» **DOCUMENT PASSAGE**:
──────

Moreover, they note, relatively few people knew what year it was or had any idea of chronological time.
 
Richard Landes, of the Centre for Millennial Studies in Boston, is one of several historians who disagree. He maintains that the Roman Catholic Church, anxious to ensure that its calendar could not be used to trigger an apocalyptic panic, played down millennial speculation and kept it out of the written record as far as possible.
 
And he retorts that the use of the AD (Anno Domini, "in the year of our Lord") calendar was widespread in churches throughout Europe, so that any peasant with an interest in knowing the date would need only to speak to his local priest.
 
The "Histories" of Ralph (or Rodolfus) Glaber, an unruly French monk who worked in -- and was thrown out of -- several monasteries, provide a contemporary account which is invoked on both sides of the "terror" argument.
 
Writing in the 1030s, Glaber described a series of "events and prodigies which happened around and after the millennial year," including raging fires in Rome and other Italian cities, the death of the greatest men of his time and -- perhaps a reference to declining standards -- the arrival in France of "strange men with indecent shoes and clothes too short for them."
 
Though himself convinced that the apocalypse was at hand, Glaber provides little evidence of apocalyptic terror among the populace.
 
And with the failure of the world to end in 1000, he switches his attention to 1033, the anniversary of Christ's death, which was also, he notes, prefigured by disastrous omens, including an economic crisis that brought price inflation and cannibalism.
 
Despite the efforts of Landes and others, the general view remains that "not very much happened" in terms of apocalyptic expectation around the year 1000, says mediaeval history lecturer Michael Staunton of St Andrew's University, Scotland.
 
Staunton believes the issue is unlikely ever to be resolved. Though the "terror" theory has seen a revival of interest lately, "the concrete evidence is very slight," he says, citing a decision in 1000 by German emperor Otto III to disinter of the body of Charlemagne as one that "may have had millennial motivation."
 
Charlemagne was believed by some to be poised to rise from his sleep to fight the Last Battle. Otto however found him still dead, sitting upright in a chair, and duly clipped his fingernails.

──────

» **YOUR INSTRUCTIONS**:
From the passage on fears around the year 1000, list the events and prodigies that Glaber described as happening around and after the millennial year.

(Records)
──────

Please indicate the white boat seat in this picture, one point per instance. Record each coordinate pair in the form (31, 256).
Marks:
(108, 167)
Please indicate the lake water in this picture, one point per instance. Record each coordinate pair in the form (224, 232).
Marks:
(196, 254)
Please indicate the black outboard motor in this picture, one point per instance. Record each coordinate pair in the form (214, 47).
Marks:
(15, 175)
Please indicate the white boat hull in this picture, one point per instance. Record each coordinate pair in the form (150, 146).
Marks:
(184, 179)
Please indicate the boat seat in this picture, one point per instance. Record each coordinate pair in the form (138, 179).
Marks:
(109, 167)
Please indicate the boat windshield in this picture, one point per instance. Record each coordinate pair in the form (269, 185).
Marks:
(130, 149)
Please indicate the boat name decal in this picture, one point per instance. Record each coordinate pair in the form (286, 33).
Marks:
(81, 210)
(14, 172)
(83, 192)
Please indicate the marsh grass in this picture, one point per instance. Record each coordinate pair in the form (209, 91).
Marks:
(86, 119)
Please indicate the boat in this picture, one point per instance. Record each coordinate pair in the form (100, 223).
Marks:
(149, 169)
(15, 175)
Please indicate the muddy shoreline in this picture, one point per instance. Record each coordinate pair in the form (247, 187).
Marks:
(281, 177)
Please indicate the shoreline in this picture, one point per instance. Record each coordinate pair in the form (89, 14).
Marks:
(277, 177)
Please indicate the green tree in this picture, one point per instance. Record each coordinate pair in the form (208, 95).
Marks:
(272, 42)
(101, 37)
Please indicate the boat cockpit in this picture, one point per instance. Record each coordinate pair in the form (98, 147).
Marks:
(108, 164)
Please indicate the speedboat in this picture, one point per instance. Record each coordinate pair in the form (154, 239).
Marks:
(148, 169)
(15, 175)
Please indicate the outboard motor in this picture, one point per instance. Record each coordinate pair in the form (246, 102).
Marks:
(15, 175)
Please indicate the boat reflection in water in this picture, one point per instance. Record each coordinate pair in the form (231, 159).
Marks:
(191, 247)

──────

» **FINISHED EXERCISE**:
- Raging fires in Rome and other Italian cities
- The death of the greatest men of his time
- The arrival in France of "strange men with indecent shoes and clothes too short for them"